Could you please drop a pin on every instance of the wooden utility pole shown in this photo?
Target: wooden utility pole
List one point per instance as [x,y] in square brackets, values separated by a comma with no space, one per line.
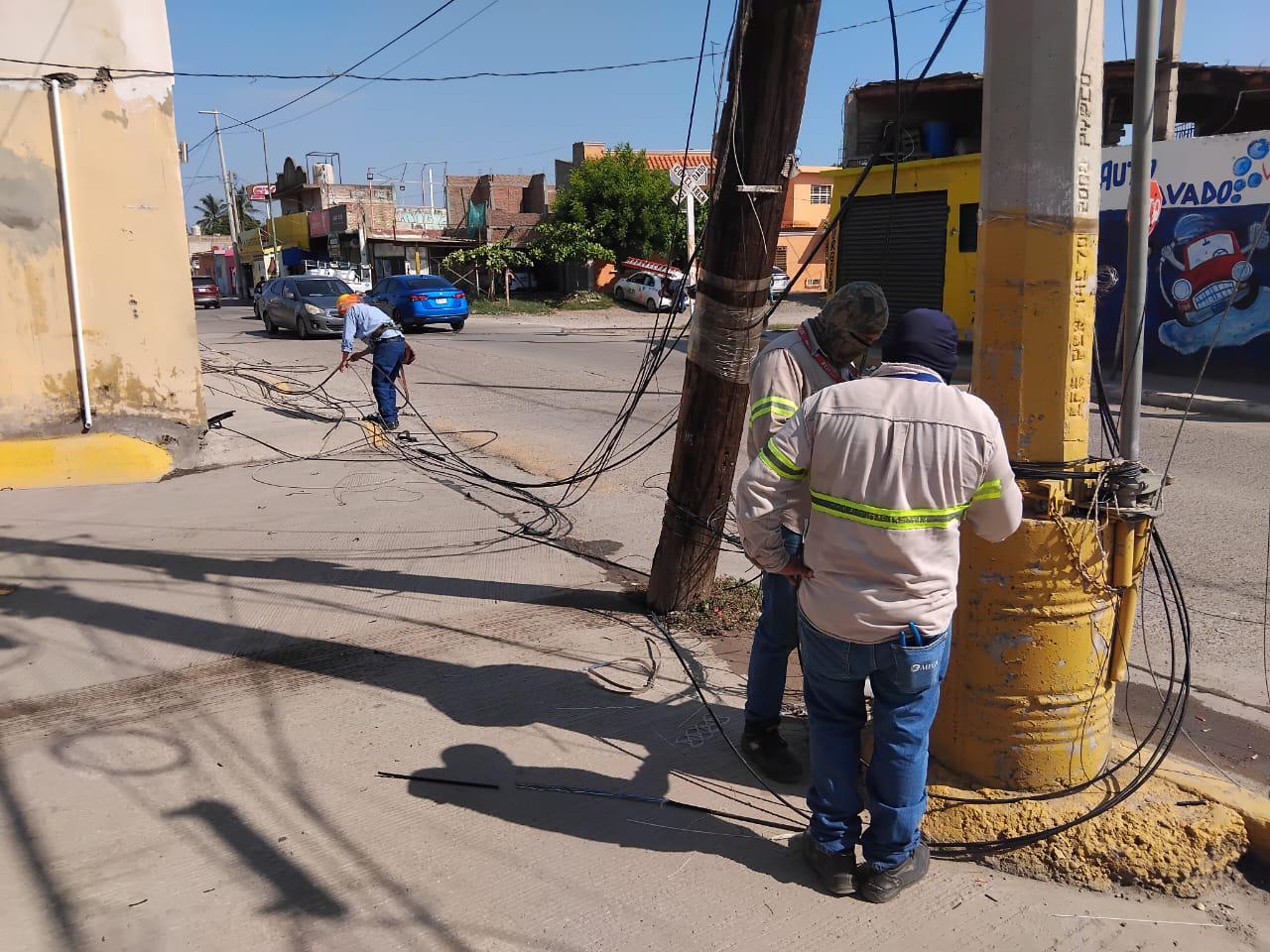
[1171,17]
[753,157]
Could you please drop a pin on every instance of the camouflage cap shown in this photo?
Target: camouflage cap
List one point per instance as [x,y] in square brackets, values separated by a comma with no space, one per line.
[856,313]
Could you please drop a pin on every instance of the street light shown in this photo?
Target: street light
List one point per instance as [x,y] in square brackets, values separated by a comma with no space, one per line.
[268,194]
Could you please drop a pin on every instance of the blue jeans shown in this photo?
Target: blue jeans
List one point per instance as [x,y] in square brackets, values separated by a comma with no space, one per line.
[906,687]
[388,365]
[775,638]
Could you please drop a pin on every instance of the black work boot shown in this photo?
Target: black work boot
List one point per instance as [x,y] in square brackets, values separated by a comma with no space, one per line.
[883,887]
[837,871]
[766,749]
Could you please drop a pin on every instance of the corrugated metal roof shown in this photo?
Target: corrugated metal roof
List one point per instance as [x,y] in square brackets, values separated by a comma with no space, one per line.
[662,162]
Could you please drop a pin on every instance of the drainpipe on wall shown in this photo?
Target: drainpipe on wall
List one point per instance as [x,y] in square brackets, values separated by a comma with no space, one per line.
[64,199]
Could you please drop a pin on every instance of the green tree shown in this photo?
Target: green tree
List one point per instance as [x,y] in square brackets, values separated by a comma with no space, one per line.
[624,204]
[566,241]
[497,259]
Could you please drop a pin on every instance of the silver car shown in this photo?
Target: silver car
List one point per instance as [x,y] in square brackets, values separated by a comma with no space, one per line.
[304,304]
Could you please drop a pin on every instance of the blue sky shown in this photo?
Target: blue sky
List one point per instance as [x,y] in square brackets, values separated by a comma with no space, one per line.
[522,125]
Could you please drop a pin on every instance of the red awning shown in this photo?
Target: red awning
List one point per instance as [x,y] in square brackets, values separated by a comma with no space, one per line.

* _WHAT YOU SHOULD DO_
The expected answer is the data retyped exactly, without pictures.

* _RESULT OF THIS TASK_
Could you please drop a pin on every instance of the wooden utility pole shown in this photo?
Target: wooden utility pole
List one point per instance as [x,y] in square brackets, values separated by a comma with no space, one per line.
[1171,17]
[753,157]
Could you please drop a pin on every instance of the camouflage cap shown in this photo?
Target: camouflage cap
List one point per instance as [x,y] in square brackets, values separated by a comma with no space, one per line.
[856,313]
Could you please drop a pin on every instance of the street light shown in this photo?
Target: street light
List one point per instance as [x,y] in square brackets, values separated by a comma with no space, one per line.
[268,194]
Could you please drop a pin on every instance of the blue jeans shown in this photo?
Target: blue jeans
List one point per instance as [x,y] in square brackets, values separated by a comma with no space, one per line.
[906,687]
[388,365]
[775,638]
Could you please drop a pin on every instance of the black work boot shown in this photo?
Target: black work boot
List one point per instance as [x,y] in square brackets, values separated by a comma with no space, one per line.
[883,887]
[837,871]
[766,749]
Could you please drop a pin on every instance of the corrugated metal roof shown in this photo?
Target: corrugated metal roof
List one point per instance as [x,y] in square brackets, values separated by a comma with no space, one per line.
[662,162]
Could you please drop a pin on every instance of the drainpipe on wall shown in this photo?
Target: drainpipe on wall
List one point per instance as [x,y] in square brackets, values separated by a comma with no space, one per line.
[64,199]
Could you please drop a pin on every instance of the green tree shown in this photo?
Target: green tree
List one point per instance as [x,y] in square brackets, values separated by a comma with no space, one per line.
[624,204]
[566,241]
[497,259]
Could you please drop a pin on every instance of the silver car shown in this photo?
Target: silver car
List one point per instance as [x,y] in square brackets, values separated by a comma with no space, one per line.
[304,304]
Could you please drop a pin on every instance of the blue sky shown in this photo?
Target: blue sky
List one point per instance as [x,y] in square brackets, values separated by a comma with no space, one per line.
[522,125]
Could you please drop a pin on every instance of the red awning shown in this photo?
Target: red awning
List one point per instance as [x,y] in square brackets, values separated by a comma with no space, one per line.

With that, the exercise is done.